Records for processing |
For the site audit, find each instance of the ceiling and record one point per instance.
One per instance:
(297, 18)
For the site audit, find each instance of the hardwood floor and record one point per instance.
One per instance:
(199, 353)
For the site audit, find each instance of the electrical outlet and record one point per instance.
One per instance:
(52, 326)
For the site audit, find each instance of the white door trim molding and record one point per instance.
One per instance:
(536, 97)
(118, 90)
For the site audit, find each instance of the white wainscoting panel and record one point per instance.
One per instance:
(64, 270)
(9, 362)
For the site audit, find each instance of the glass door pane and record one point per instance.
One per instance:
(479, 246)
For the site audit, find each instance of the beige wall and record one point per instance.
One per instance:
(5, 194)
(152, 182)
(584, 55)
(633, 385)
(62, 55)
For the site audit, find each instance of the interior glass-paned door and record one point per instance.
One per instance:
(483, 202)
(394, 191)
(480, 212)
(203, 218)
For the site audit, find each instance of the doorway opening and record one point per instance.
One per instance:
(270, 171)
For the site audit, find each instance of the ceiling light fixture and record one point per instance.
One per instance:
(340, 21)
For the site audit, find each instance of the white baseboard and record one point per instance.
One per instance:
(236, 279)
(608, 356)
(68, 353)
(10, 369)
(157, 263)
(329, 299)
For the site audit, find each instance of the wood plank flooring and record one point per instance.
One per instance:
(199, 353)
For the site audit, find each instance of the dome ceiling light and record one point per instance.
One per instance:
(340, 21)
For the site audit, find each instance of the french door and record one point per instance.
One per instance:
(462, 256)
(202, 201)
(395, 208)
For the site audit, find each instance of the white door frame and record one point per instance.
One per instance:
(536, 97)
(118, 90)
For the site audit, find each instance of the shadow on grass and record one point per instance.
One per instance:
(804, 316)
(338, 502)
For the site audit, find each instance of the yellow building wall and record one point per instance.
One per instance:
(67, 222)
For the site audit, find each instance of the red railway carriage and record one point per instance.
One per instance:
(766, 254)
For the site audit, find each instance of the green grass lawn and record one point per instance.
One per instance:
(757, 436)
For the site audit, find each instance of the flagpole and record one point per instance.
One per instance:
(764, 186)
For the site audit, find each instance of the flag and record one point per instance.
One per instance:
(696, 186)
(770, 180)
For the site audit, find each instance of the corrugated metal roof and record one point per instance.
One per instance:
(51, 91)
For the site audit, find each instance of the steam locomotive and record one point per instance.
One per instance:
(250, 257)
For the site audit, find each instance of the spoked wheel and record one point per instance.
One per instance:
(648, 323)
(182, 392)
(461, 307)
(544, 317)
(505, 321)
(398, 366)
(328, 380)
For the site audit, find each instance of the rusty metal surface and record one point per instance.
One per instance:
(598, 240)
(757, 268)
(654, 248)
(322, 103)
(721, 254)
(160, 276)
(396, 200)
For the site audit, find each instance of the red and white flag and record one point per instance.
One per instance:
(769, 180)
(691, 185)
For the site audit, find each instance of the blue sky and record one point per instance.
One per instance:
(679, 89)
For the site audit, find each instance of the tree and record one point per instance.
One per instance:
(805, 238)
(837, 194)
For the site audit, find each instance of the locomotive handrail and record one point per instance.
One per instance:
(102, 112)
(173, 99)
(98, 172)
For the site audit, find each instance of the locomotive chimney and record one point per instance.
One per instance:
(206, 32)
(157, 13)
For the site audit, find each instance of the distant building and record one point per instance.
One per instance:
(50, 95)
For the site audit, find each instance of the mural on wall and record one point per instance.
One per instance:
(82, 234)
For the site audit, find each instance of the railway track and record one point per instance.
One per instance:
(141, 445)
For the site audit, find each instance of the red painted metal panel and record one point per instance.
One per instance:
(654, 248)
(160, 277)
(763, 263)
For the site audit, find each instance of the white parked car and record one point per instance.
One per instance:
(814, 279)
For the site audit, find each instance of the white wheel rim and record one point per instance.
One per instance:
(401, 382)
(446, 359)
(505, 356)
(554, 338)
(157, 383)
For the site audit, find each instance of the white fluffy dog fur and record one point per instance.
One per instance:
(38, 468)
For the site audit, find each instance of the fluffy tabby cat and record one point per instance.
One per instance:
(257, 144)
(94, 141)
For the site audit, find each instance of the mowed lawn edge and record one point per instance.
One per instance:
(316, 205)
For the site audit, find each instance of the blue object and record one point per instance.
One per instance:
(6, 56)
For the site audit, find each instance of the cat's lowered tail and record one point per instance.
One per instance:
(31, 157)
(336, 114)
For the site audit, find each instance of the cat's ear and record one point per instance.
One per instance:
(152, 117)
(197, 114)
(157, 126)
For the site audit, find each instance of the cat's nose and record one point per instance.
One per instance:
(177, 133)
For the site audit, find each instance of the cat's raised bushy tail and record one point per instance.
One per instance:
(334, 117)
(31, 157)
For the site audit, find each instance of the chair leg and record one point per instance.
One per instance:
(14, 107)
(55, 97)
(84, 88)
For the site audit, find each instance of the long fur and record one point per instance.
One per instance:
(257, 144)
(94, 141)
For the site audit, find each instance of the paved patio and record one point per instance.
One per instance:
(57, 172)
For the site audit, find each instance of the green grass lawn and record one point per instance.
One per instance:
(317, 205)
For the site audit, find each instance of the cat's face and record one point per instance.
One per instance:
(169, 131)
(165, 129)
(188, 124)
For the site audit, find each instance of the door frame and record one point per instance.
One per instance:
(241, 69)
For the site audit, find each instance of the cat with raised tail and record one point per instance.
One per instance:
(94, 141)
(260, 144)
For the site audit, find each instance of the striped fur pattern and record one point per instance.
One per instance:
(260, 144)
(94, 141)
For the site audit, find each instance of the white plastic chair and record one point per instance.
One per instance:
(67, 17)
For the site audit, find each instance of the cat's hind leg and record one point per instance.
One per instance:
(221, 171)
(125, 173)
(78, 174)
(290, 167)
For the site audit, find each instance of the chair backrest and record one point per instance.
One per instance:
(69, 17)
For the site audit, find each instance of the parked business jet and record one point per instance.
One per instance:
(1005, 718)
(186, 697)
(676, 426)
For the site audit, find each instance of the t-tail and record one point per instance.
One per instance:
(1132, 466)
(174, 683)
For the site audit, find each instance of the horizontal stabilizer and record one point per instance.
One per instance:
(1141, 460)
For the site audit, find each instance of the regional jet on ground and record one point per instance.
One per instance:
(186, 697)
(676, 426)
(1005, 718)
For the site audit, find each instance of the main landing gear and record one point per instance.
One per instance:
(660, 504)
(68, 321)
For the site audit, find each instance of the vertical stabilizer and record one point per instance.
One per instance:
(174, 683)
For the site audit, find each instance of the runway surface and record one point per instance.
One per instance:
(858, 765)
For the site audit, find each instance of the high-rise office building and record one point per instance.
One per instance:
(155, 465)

Your objective | Both the line containing "white door frame" and the line containing "For the site audit, find each instance of the blue sky" belong in the answer. Print them and every line above that falls between them exactly, and no others.

Worked solution |
For the site audit, find each instance of the white door frame and record one point per instance.
One per instance:
(536, 97)
(118, 90)
For the site audit, find each instance of the shadow on grass and record one point per instance.
One per instance:
(804, 316)
(338, 502)
For the site audit, find each instance of the yellow building wall and record one point per instance.
One per instance:
(67, 222)
For the site audit, find each instance of the red railway carriage and record one point per instance.
One per instance:
(766, 254)
For the site audit, find each instance of the green grass lawn and record one point per instance.
One per instance:
(757, 436)
For the site audit, find each instance of the flagpole and record one point per instance.
One per instance:
(764, 186)
For the site audit, find each instance of the flag and record one point per instance.
One per instance:
(696, 186)
(770, 180)
For the site audit, find each instance of the corrugated metal roof and record one point per instance.
One per instance:
(51, 91)
For the site audit, find each instance of the steam locomotive and record one point per instance.
One per instance:
(250, 257)
For the site audit, find each instance of the spoked wheel and record one point per instance.
One per instance:
(648, 323)
(182, 392)
(461, 307)
(544, 317)
(505, 321)
(398, 366)
(328, 380)
For the site audit, find each instance of the rusty metal surface and record one point per instance.
One per instance:
(598, 240)
(757, 268)
(654, 248)
(322, 103)
(721, 254)
(160, 276)
(396, 200)
For the site audit, find each instance of the red and white flag and record one point per instance.
One per instance:
(769, 180)
(691, 185)
For the site audit, find each instance of the blue sky and record one point per instance.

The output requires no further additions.